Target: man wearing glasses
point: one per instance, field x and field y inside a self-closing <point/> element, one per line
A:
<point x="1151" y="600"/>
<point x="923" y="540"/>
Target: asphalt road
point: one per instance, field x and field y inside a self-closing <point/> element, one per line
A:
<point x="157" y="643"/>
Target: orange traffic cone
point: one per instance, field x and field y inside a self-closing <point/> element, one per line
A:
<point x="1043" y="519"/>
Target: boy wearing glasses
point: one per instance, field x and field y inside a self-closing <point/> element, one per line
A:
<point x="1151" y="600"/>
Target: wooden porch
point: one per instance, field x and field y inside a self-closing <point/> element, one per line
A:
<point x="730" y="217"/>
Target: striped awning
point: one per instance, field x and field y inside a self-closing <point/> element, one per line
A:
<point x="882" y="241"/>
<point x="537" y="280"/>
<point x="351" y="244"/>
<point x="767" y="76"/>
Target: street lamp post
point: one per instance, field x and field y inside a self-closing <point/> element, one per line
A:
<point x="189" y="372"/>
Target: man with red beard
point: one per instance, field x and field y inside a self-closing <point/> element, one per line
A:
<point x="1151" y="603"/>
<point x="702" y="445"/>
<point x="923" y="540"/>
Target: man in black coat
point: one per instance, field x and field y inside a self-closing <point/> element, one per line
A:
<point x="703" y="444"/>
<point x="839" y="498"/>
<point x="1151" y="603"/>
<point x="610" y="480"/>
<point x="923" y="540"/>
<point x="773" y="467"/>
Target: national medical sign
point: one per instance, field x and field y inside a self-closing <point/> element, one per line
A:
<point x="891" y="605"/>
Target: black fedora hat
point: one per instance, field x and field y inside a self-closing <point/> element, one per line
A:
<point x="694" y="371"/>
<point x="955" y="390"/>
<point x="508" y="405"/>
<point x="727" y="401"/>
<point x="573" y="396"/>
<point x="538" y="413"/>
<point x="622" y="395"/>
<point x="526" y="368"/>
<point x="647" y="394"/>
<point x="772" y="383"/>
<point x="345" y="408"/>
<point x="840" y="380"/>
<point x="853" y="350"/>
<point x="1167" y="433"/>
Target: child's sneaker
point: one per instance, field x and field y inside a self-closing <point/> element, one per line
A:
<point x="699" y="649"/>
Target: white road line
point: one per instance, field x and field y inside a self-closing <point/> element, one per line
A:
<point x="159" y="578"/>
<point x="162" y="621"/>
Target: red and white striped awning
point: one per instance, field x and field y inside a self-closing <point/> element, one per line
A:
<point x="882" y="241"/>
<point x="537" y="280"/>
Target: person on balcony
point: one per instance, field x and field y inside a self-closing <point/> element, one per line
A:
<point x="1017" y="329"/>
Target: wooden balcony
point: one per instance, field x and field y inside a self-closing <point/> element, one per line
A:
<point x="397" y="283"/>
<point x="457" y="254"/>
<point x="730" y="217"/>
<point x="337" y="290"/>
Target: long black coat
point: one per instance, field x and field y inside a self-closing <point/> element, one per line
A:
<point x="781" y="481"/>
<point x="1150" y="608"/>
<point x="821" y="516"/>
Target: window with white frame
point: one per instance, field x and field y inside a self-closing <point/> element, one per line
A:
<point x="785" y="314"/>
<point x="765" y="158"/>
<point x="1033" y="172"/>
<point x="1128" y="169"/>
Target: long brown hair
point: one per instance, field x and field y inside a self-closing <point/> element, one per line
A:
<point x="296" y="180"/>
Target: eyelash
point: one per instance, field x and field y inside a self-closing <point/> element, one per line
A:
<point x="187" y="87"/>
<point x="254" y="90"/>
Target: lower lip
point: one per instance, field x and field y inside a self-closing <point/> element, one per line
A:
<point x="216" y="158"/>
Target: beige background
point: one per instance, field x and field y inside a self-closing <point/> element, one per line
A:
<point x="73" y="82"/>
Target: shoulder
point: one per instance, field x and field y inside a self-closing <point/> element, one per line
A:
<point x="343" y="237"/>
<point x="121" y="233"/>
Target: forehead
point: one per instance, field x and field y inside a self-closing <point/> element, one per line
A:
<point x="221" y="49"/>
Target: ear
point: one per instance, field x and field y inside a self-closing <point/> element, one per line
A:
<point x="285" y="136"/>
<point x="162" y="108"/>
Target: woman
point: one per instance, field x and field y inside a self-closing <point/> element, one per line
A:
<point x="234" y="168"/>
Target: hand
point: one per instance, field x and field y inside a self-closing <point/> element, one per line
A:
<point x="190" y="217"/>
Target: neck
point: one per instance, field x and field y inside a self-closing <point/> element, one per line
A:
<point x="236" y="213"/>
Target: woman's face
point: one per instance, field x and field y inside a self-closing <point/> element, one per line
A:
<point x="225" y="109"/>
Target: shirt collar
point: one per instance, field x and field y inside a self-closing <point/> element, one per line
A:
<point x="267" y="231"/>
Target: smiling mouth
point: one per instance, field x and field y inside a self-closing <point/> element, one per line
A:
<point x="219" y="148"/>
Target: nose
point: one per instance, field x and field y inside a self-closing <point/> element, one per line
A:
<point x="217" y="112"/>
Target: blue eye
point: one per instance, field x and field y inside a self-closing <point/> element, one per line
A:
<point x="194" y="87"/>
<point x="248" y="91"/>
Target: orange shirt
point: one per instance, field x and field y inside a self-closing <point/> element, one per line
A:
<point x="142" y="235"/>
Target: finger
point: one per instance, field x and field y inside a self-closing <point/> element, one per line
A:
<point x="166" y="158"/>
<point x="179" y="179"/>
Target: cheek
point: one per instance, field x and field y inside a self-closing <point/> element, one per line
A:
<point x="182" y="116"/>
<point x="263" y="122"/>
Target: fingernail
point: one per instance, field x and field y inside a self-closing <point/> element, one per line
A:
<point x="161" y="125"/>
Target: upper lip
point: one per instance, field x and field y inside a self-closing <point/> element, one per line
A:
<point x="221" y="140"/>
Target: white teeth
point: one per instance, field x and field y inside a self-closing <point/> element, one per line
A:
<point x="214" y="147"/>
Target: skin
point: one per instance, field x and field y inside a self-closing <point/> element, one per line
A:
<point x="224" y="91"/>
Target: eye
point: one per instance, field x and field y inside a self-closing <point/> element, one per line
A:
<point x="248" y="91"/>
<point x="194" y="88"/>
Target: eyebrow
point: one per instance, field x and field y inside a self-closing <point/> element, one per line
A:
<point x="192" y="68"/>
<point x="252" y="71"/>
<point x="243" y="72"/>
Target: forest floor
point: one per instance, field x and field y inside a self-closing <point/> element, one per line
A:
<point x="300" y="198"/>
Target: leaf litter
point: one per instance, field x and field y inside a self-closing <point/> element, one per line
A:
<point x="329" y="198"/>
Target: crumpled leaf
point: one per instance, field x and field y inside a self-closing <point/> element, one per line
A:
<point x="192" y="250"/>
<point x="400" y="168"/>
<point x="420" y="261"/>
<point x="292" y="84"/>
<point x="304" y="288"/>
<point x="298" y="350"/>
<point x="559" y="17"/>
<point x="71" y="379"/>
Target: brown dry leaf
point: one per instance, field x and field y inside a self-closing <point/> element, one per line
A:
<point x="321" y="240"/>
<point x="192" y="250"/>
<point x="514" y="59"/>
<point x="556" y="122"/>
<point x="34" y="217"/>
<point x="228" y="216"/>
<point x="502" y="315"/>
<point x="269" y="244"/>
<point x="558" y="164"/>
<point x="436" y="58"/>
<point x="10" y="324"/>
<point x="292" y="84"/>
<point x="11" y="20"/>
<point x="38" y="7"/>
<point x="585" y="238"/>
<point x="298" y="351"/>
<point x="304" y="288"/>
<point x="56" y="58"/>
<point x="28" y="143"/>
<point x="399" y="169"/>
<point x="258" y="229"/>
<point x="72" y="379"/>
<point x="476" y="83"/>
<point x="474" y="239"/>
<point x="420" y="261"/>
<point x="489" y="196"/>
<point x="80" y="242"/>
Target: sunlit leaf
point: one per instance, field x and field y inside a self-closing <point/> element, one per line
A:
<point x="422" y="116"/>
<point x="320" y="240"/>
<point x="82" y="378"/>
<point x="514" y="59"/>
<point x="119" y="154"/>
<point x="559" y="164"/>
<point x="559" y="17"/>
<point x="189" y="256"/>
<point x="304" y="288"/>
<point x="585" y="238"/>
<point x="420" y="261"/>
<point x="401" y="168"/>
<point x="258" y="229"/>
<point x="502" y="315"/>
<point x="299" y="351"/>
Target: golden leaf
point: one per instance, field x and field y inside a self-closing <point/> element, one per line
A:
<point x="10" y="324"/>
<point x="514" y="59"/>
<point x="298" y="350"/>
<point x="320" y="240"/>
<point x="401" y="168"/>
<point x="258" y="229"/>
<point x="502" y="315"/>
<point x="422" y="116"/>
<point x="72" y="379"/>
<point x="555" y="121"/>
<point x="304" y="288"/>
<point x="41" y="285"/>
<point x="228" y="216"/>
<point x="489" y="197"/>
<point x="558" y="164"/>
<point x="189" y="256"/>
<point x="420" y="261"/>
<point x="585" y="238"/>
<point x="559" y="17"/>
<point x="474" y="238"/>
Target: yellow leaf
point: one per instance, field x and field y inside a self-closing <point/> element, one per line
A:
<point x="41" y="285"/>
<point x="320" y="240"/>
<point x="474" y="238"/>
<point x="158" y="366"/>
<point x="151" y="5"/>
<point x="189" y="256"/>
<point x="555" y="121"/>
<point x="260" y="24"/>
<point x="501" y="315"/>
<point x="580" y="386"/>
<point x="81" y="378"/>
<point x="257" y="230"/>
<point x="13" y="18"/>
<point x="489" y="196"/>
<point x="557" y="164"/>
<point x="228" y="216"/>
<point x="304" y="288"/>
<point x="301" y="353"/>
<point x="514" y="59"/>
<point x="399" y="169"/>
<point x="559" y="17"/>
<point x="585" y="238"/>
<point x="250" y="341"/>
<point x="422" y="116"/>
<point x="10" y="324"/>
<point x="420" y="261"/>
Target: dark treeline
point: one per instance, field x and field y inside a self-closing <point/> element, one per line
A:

****

§ **What you are asked to do**:
Each line of the data in which the string "balcony" appears needs to be copied.

§ **Problem solution**:
Target: person on balcony
Target: wooden balcony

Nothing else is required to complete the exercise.